-- BEGIN --

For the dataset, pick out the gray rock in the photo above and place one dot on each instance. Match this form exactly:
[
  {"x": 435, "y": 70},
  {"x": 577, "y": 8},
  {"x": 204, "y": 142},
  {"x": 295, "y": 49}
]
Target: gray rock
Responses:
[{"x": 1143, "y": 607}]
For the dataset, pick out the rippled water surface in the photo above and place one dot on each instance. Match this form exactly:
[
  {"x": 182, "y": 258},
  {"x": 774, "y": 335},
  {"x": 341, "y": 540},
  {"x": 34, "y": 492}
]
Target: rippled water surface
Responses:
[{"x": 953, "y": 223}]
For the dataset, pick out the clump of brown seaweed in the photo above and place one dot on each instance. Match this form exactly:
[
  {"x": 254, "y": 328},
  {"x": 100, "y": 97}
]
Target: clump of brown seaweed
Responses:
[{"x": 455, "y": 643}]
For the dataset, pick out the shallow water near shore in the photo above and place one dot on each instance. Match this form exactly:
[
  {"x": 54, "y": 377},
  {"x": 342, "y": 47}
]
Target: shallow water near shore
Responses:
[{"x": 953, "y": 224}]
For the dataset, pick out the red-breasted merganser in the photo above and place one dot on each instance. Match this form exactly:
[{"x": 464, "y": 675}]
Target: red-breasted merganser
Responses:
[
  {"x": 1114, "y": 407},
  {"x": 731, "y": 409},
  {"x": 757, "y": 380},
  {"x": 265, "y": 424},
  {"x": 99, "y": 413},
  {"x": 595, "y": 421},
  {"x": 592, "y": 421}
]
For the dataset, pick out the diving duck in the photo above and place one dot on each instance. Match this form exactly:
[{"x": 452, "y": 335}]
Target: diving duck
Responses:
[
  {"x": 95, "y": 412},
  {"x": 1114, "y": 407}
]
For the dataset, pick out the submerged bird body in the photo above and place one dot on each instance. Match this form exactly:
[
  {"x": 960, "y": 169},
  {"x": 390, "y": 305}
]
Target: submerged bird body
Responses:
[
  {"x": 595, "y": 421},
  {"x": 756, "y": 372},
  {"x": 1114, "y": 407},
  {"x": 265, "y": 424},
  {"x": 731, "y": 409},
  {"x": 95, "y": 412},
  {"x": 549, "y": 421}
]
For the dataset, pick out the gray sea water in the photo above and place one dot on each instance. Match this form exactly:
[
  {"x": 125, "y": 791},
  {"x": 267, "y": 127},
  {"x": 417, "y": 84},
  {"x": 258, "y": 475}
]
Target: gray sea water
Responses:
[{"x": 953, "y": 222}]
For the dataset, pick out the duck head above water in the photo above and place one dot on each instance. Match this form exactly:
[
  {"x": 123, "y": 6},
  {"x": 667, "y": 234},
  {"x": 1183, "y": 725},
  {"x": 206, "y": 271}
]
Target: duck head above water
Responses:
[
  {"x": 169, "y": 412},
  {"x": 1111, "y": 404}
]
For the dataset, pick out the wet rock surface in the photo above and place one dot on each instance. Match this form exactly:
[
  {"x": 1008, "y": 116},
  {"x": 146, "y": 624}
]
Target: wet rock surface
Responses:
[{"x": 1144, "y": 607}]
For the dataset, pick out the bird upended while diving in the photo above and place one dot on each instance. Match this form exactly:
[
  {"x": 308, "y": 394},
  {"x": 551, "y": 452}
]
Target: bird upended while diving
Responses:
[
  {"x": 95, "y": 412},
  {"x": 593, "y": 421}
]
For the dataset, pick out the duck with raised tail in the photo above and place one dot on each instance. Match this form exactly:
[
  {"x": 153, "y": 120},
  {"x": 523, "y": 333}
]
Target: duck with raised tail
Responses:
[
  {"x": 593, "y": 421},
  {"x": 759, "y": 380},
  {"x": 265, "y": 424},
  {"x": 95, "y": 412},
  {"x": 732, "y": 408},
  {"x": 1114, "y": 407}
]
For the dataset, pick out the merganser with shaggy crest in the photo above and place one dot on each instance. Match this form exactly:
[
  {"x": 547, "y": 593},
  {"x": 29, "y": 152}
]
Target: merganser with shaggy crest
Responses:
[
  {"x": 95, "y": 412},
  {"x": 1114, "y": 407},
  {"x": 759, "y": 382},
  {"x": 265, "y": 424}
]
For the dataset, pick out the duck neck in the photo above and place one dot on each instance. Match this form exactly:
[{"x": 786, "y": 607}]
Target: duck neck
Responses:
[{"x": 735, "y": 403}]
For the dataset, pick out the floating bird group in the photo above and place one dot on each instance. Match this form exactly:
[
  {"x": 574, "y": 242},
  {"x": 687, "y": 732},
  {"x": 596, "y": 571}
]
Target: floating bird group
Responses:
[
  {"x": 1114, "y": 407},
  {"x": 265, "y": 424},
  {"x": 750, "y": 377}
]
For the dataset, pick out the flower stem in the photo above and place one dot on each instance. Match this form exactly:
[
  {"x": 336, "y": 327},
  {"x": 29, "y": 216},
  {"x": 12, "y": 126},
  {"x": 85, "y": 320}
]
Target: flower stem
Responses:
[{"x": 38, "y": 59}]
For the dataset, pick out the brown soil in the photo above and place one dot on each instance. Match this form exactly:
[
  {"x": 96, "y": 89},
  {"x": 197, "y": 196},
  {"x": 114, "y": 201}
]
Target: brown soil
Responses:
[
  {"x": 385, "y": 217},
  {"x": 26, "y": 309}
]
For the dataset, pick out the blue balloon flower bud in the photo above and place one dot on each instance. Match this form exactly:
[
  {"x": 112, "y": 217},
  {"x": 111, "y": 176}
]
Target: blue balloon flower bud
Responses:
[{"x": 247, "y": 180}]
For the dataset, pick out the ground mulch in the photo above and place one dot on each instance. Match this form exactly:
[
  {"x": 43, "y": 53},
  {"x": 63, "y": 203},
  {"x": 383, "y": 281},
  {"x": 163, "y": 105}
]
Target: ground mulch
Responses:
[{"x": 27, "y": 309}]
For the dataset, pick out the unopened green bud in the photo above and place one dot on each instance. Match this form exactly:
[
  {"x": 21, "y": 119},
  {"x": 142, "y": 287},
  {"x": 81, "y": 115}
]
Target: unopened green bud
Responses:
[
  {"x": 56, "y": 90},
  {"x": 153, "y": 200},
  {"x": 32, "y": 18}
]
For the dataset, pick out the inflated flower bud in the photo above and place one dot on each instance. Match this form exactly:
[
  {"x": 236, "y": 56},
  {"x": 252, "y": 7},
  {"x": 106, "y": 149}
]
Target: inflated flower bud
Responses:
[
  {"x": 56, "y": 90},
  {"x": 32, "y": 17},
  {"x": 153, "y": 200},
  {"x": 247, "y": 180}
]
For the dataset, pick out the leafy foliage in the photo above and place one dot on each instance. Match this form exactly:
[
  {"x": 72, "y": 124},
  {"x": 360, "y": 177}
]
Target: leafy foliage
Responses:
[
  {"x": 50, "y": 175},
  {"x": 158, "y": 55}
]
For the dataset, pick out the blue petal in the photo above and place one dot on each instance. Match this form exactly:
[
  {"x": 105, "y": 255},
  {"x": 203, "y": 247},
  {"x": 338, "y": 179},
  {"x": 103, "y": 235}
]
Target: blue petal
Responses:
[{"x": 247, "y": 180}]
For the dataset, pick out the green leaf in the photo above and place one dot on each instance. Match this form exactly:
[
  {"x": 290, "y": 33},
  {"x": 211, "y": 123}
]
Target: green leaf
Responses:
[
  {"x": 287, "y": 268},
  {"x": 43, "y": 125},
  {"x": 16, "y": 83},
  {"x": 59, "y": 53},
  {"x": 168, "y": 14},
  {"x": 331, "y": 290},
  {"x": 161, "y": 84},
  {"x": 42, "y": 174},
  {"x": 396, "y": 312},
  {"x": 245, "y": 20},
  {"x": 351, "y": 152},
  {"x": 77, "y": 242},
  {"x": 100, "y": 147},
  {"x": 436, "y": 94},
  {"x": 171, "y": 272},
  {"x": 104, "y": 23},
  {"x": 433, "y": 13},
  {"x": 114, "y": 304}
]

-- END --

▶ [EXERCISE INSTRUCTIONS]:
From the line that contains "For the dataset, pick out the inflated" down to the last line of the listing above, repeat each line exactly, and include nothing else.

▶ [THE RESPONSE]:
For the dataset, pick out the inflated flower bud in the photo above and place one dot on each instance. Match this form exactly:
[
  {"x": 236, "y": 56},
  {"x": 252, "y": 7},
  {"x": 106, "y": 149}
]
Target: inflated flower bud
Responses:
[
  {"x": 56, "y": 90},
  {"x": 32, "y": 17},
  {"x": 153, "y": 200},
  {"x": 247, "y": 180}
]
For the dataset, pick out the leafy foliage in the photo above and place one dot on each instance. Match this form exactly:
[
  {"x": 72, "y": 124},
  {"x": 360, "y": 177}
]
Target: leafy foliage
Responses:
[
  {"x": 50, "y": 175},
  {"x": 158, "y": 55}
]
For the dataset, pick out the blue petal in the photo above and place one dot on each instance. Match this form exactly:
[
  {"x": 105, "y": 255},
  {"x": 203, "y": 247},
  {"x": 338, "y": 179},
  {"x": 103, "y": 235}
]
Target: blue petal
Responses:
[{"x": 247, "y": 180}]
For the dataset, pick out the green leaf in the photo above and place one dot on each instance. Match this form exactly:
[
  {"x": 290, "y": 33},
  {"x": 211, "y": 123}
]
Target: green leaf
Responses:
[
  {"x": 287, "y": 268},
  {"x": 43, "y": 125},
  {"x": 16, "y": 83},
  {"x": 59, "y": 53},
  {"x": 168, "y": 14},
  {"x": 331, "y": 290},
  {"x": 161, "y": 84},
  {"x": 42, "y": 174},
  {"x": 396, "y": 312},
  {"x": 245, "y": 20},
  {"x": 351, "y": 152},
  {"x": 77, "y": 242},
  {"x": 100, "y": 147},
  {"x": 436, "y": 94},
  {"x": 171, "y": 272},
  {"x": 104, "y": 23},
  {"x": 433, "y": 13},
  {"x": 114, "y": 304}
]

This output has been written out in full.